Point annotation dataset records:
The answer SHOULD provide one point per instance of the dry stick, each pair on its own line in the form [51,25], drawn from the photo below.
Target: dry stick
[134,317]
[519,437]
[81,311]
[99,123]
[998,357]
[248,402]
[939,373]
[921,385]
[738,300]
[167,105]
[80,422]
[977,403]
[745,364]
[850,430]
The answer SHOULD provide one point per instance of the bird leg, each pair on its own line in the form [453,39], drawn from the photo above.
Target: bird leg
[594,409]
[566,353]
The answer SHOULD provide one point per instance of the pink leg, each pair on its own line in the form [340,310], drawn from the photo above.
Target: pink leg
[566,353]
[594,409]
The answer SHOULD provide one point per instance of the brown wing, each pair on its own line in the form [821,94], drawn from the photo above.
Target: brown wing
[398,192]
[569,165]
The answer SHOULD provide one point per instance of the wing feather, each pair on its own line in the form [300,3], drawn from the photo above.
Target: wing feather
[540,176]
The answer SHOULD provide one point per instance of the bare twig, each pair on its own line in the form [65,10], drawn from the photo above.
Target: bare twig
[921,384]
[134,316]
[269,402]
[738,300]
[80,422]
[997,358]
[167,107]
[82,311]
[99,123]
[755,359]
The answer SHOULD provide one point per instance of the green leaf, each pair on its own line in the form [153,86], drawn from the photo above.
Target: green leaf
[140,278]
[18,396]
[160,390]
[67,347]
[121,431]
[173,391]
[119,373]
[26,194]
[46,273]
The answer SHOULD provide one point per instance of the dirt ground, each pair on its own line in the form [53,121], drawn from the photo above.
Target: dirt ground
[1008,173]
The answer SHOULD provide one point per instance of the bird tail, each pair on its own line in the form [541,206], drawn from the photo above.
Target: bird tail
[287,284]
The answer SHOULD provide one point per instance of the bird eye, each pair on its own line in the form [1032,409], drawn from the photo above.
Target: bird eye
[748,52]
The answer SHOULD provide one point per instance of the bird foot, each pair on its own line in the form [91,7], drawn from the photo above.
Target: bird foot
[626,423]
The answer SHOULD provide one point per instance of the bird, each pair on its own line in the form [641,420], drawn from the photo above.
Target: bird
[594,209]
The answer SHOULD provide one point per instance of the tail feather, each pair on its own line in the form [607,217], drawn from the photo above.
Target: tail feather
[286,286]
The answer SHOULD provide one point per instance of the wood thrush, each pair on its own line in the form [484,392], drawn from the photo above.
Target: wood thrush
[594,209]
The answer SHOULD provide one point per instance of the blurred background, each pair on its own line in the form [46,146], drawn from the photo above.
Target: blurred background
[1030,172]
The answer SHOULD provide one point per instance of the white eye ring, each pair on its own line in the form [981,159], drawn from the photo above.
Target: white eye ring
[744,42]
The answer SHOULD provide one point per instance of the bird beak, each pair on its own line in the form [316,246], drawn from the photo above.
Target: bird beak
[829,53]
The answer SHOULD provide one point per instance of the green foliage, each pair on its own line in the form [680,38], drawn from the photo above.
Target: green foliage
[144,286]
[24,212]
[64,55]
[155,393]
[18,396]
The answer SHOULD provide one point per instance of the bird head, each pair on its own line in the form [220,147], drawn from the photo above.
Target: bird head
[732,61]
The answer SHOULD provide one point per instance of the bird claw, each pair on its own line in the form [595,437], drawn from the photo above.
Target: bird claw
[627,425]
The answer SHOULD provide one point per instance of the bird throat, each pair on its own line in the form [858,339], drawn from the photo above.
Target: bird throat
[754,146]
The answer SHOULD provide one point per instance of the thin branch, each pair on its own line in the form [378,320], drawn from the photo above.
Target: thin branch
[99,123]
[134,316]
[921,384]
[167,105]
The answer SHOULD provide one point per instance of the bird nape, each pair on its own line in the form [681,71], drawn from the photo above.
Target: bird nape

EXERCISE: Begin with the line containing "[680,38], drawn from the photo above." and repeat each line exactly until the records above end.

SOLUTION TO THIS PROBLEM:
The answer SHOULD provide one point per instance of the green foliage, each pair on its own line in the form [680,38], drawn from the photo above.
Target: green foliage
[144,286]
[24,212]
[64,55]
[155,393]
[18,396]
The answer SHOULD provide one point per instance of the bird head, each pair on its own line in the form [220,147], drawn from the photo above.
Target: bird head
[732,61]
The answer SHOULD provide one point per instance of the bird claw, each pair on its own line in the form [595,437], drawn from the photo above.
Target: bird claw
[627,425]
The answer SHOULD provide one point per instance of the bird throat, each pair on its own line in the form [858,339], drawn from the photo above.
Target: bird throat
[754,146]
The answer SHOULD provide one point per instance of the thin branch, each pair on its own line in the form [378,320], drawn from the photo above.
Target: thin branch
[99,123]
[134,316]
[921,384]
[167,105]
The answer SHOULD provide one point per instance of the bird nape, each pair on its own line in the form [681,71], drawn from the photo above.
Target: bird nape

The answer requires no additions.